- WHAT YOU ARE ASKED TO DO -
Both the line containing "rough mask: <svg" and the line containing "positive clicks: (235, 205)" belong to the span. Output exactly that span from the listing below, and nothing outside it.

[RECORDED INFORMATION Boundary: Start]

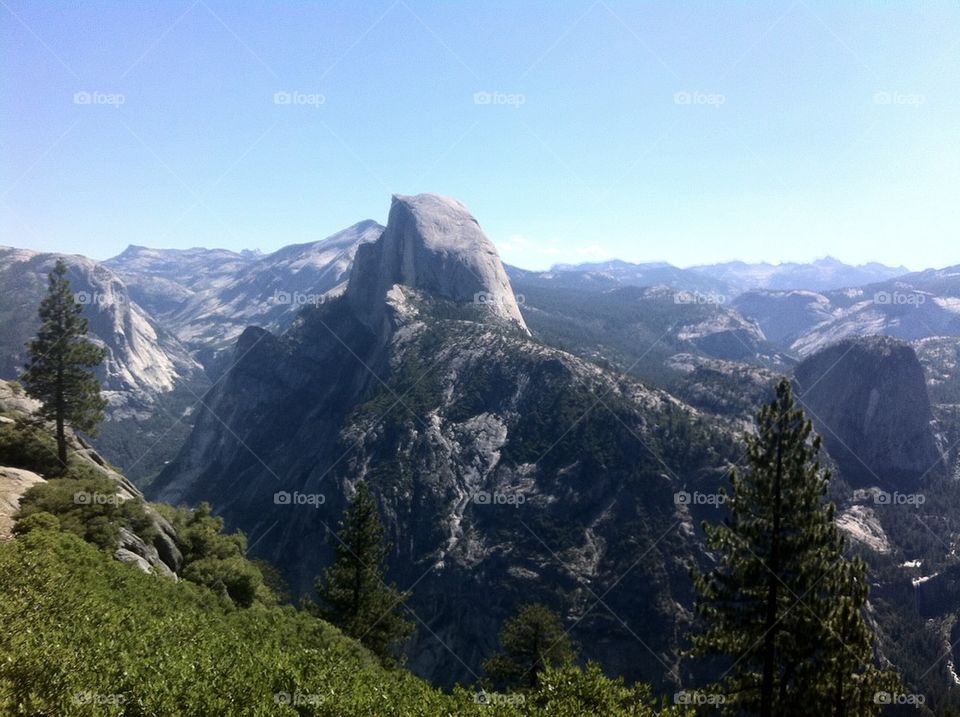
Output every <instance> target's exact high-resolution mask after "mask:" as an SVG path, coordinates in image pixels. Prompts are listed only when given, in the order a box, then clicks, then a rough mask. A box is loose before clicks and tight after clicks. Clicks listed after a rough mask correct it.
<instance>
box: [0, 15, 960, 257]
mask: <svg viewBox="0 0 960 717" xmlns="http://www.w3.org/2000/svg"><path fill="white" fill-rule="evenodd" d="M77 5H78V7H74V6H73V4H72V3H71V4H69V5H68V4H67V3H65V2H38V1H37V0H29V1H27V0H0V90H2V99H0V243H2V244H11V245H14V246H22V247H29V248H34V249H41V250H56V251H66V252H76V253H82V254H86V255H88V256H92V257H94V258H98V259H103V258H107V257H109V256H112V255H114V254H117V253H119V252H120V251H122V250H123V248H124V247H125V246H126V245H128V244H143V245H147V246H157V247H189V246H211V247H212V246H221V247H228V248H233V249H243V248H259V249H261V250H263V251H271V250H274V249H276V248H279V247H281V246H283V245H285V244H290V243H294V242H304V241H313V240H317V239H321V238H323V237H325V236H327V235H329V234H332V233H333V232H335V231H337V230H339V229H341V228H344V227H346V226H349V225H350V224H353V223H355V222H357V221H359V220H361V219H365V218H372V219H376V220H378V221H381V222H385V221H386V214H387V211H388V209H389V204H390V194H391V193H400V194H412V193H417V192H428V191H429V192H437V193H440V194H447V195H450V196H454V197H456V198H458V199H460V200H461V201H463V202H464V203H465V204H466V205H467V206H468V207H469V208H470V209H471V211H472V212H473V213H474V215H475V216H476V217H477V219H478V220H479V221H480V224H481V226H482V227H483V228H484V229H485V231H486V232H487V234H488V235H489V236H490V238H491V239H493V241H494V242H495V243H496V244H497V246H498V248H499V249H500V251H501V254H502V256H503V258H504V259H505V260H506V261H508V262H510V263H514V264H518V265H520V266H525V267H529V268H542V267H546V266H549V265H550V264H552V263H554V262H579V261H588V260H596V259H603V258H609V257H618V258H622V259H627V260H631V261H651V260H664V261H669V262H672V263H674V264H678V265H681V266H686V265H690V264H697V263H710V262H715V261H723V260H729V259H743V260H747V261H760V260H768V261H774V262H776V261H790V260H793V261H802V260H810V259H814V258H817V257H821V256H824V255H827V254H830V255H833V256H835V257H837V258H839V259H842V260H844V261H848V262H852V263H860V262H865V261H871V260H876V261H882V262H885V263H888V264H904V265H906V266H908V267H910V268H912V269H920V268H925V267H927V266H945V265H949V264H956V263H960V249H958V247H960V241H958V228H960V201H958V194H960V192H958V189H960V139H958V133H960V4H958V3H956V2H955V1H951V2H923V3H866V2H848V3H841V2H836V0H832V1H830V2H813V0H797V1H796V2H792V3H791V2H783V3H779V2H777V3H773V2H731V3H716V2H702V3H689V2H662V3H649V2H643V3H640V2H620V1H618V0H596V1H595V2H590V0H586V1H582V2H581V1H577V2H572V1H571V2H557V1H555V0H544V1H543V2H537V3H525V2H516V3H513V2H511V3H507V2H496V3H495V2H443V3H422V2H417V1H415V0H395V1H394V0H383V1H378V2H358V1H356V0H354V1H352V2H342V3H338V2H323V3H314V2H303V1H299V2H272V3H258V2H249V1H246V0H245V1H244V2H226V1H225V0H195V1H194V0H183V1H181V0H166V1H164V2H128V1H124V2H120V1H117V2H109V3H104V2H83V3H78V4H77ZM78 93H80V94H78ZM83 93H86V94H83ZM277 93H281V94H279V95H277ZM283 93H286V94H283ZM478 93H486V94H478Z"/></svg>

[RECORDED INFORMATION Boundary: End]
[RECORDED INFORMATION Boundary: Start]

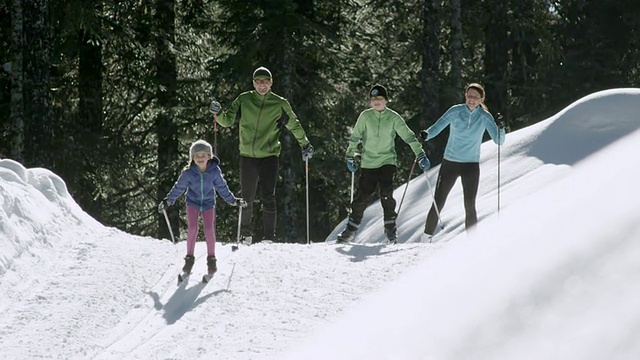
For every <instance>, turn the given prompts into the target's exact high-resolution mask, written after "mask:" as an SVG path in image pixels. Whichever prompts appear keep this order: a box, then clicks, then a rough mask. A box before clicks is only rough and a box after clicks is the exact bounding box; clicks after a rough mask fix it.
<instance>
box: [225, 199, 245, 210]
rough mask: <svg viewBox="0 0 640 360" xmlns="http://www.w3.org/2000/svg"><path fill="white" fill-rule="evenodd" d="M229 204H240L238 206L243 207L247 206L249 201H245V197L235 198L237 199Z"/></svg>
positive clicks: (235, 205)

[RECORDED INFORMATION Boundary: End]

- RESULT FOR THIS EXERCISE -
rough mask: <svg viewBox="0 0 640 360" xmlns="http://www.w3.org/2000/svg"><path fill="white" fill-rule="evenodd" d="M229 204H240L238 206L243 207L247 206L249 201H245V197L235 198L237 199Z"/></svg>
positive clicks: (235, 205)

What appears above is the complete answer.